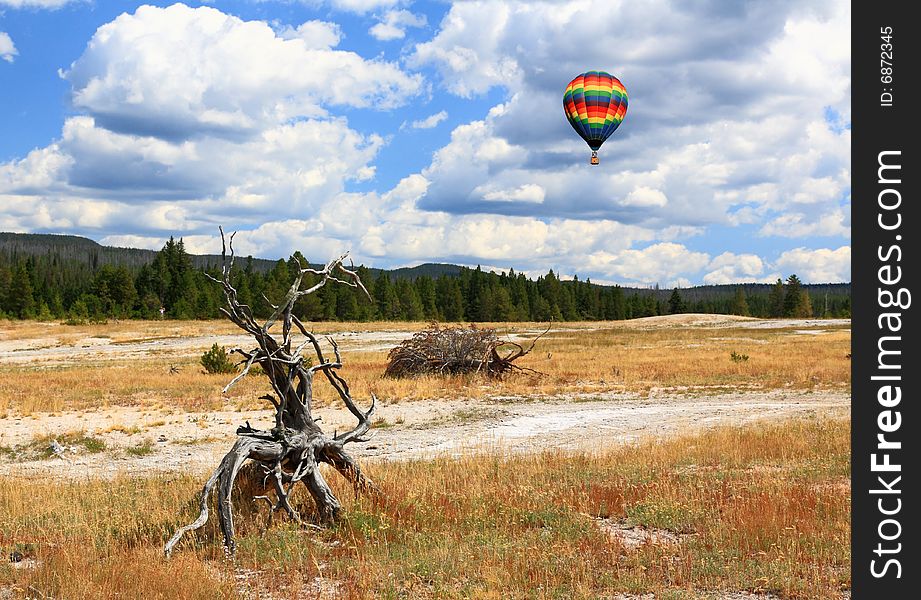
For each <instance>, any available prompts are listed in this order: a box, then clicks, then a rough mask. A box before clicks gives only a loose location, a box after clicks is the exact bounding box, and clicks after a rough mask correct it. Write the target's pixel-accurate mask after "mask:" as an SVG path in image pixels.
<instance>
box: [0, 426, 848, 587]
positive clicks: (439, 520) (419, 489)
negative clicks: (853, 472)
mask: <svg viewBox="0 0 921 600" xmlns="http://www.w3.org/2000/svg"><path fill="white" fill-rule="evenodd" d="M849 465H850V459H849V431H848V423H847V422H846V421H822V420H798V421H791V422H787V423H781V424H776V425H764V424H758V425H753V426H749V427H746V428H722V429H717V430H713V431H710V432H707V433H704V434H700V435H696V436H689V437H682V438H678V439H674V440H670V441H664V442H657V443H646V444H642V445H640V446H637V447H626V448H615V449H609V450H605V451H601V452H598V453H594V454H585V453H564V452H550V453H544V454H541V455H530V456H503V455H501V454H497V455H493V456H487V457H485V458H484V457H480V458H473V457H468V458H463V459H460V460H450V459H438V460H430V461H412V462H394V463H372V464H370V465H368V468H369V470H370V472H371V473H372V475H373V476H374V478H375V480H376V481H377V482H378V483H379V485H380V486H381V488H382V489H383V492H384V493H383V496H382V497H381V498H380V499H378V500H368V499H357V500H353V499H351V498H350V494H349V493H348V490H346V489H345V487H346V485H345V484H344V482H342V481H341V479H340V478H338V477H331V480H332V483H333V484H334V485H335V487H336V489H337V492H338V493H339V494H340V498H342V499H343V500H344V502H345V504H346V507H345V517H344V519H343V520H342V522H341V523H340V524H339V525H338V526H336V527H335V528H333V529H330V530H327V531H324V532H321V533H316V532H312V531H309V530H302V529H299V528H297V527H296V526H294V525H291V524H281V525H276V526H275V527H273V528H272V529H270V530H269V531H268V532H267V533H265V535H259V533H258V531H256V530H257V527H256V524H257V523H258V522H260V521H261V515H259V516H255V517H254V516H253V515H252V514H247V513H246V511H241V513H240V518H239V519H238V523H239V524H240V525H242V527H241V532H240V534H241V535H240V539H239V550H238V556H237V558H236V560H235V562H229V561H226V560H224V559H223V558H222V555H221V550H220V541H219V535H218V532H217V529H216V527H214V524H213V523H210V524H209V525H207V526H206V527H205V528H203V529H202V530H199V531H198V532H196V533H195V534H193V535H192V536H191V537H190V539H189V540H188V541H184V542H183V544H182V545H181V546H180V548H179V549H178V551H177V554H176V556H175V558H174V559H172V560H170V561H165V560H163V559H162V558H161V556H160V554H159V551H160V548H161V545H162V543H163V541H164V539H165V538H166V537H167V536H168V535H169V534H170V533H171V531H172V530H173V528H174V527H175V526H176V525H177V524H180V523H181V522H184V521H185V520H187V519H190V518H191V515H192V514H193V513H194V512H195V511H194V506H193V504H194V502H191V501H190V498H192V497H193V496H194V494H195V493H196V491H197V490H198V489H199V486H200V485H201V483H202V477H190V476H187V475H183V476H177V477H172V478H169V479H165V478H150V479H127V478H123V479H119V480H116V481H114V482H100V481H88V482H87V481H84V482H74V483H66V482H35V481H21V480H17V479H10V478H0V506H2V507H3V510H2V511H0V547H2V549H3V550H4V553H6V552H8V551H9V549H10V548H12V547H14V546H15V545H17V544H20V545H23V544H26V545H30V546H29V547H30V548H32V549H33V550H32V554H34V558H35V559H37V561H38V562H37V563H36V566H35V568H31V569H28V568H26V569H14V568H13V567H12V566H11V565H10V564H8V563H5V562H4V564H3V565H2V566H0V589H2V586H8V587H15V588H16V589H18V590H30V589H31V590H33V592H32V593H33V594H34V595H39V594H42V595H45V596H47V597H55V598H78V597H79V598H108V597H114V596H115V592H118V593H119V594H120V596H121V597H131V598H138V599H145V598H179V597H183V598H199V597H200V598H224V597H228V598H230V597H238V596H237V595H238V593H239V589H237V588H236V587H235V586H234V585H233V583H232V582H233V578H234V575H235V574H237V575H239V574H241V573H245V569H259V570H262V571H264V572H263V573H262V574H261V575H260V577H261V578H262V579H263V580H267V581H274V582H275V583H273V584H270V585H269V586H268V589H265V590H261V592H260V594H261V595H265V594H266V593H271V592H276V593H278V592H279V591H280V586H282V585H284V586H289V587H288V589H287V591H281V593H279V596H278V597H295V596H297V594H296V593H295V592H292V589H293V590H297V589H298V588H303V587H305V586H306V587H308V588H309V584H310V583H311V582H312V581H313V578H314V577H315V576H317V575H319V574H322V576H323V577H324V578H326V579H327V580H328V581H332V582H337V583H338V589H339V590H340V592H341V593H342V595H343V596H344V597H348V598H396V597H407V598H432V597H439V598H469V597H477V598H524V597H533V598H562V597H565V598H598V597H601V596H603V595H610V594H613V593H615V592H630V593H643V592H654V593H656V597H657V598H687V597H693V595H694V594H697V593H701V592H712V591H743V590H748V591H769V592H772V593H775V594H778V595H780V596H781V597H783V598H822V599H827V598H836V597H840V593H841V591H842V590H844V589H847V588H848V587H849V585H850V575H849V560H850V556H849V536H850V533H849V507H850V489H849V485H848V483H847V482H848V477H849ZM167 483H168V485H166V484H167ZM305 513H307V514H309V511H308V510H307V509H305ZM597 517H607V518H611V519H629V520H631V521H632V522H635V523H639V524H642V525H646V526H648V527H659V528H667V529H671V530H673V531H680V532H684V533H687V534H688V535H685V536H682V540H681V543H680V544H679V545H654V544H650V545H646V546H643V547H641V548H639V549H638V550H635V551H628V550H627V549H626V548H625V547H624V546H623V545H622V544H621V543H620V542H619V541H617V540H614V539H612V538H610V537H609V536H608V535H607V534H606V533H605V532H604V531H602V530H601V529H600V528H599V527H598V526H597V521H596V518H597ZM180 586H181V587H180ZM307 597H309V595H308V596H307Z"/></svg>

> [EXERCISE REQUIREMENTS]: All lines from the start of the entries through the one with "positive clicks: (439, 520) (419, 489)" are to be output exactly; omit the pictures.

> [YOUR RESPONSE]:
For each <instance>, any available prompts are listed in this order: a box, then clicks, then a rough mask. A box before clicks gives only a loose location, a box after clicks is the exact bounding box, and clicks after a rough mask correct it. Write the target's pixel-accurate mask after "mask:" as an SVG path in image pixels.
<instance>
box: [0, 426, 848, 587]
positive clicks: (439, 520) (419, 489)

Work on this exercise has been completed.